* [Stated task]
Rewrite the lines of all the records below, replacing "marker" with "pin" and leaving everything else unchanged. Omit the pictures from your answer.

* [The records]
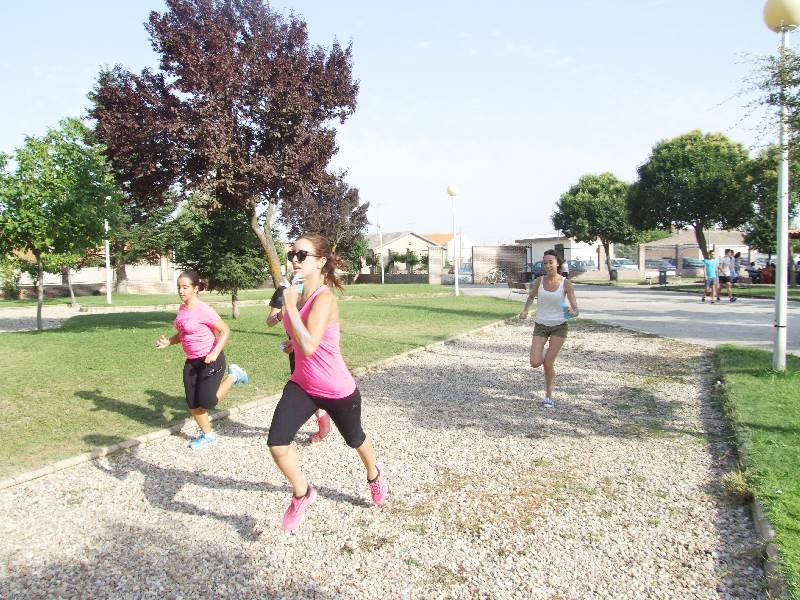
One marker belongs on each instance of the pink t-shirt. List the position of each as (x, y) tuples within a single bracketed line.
[(323, 374), (196, 328)]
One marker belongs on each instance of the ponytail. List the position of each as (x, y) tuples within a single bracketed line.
[(197, 281)]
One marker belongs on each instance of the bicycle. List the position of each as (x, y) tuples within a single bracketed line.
[(495, 275)]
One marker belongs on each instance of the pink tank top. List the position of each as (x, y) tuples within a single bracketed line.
[(323, 374)]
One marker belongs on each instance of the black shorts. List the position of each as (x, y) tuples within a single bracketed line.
[(201, 381), (296, 407)]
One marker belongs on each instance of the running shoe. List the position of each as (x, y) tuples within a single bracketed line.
[(324, 426), (239, 373), (379, 487), (204, 439), (297, 509)]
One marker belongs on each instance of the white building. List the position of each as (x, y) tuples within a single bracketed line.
[(568, 248)]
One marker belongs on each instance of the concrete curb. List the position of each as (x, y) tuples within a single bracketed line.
[(770, 559), (223, 414)]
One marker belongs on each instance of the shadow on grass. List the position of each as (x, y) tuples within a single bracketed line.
[(161, 410), (128, 320)]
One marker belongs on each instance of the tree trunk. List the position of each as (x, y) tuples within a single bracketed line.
[(65, 274), (121, 284), (39, 291), (607, 250), (235, 303), (268, 244), (701, 238)]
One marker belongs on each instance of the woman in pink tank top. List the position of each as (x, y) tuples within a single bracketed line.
[(320, 379)]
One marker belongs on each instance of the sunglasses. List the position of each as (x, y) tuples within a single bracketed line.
[(301, 255)]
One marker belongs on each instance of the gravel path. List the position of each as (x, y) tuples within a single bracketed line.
[(614, 493)]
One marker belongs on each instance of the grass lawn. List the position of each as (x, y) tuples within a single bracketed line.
[(99, 379), (355, 291), (764, 408), (746, 291)]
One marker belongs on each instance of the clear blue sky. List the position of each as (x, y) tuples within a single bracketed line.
[(513, 103)]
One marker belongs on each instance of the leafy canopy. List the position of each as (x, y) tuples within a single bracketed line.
[(595, 208)]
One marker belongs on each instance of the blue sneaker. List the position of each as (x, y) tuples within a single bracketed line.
[(239, 373), (204, 439)]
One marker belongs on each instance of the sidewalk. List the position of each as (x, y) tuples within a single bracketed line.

* [Exercise answer]
One pin belongs on each instance of the pink t-shirt. List the position of each as (x, y) tuples within a single bracketed line.
[(323, 374), (196, 328)]
One pin belongs on each instance of the ponytail. List the position of each as (x, y) tuples within a single bracketed line.
[(197, 281)]
One pin belongs on each instance of the bicycle. List the position of each as (x, y) tuples within a single bracketed line.
[(495, 275)]
One pin belongs on each instance of the pink tank top. List the position of each as (x, y) tuples within a single bracketed line.
[(323, 374)]
One pin belongs on each instance of the black shorts. List the position of each as (x, y) tuples within a single bracketed line.
[(201, 381), (296, 407)]
One pin belongs on each instance of the running shoe. List the position of each as (x, y) tuples within a single bracketed line.
[(324, 426), (239, 373), (379, 487), (204, 439), (297, 509)]
One pin belongs on each instance of the white building. List the position of each as (x, y) tuples within a single bracketed line.
[(568, 248)]
One pin belongs on each instance of the concrete curb. List the position of each as (x, y) tuples within a single bracketed line.
[(770, 559), (223, 414)]
One pin belongs on each instance of the shadow on grass. List the position of each as (x, y) tuples within a single bracketed line.
[(161, 410), (128, 320)]
One pin belongs on each instance of the tree trunk. List the position of each as (x, y) tuples within a single bracketed line.
[(65, 274), (121, 284), (39, 291), (607, 250), (235, 303), (268, 244), (701, 238)]
One pin belongs on each instance of the woman in pink tank top. List the position of each as (x, y) tuples within a single bracketed line.
[(320, 379)]
One pin belongs on each instance of the sunglasses. List the position of each as (x, y) tuples within a single bracketed line.
[(301, 255)]
One pin belongs on each instance of the gravel path. List the position of each as (x, y) tuples within a single bracketed line.
[(614, 493)]
One pin belongs on each instance of the grass lawn. List the position of each as (x, y) tuples within a single bracketed line.
[(99, 379), (355, 291), (764, 408), (746, 291)]
One pin belongs on each instance of the clear blue sky. List the position of each as (x, y) tuples within a single bracketed line.
[(513, 103)]
One pin belongs on each instance of the leafy canopy. List the position of each as (x, y) tuples within a single bracketed line.
[(595, 208)]
One pin belongs on each instance of the blue sneaker. List the position of each as (x, y) tuples within a single bracketed line.
[(239, 373), (204, 439)]
One pin belongs on each instance of the sidewalk. List the position of each as (x, y) tuples within a single bracketed line.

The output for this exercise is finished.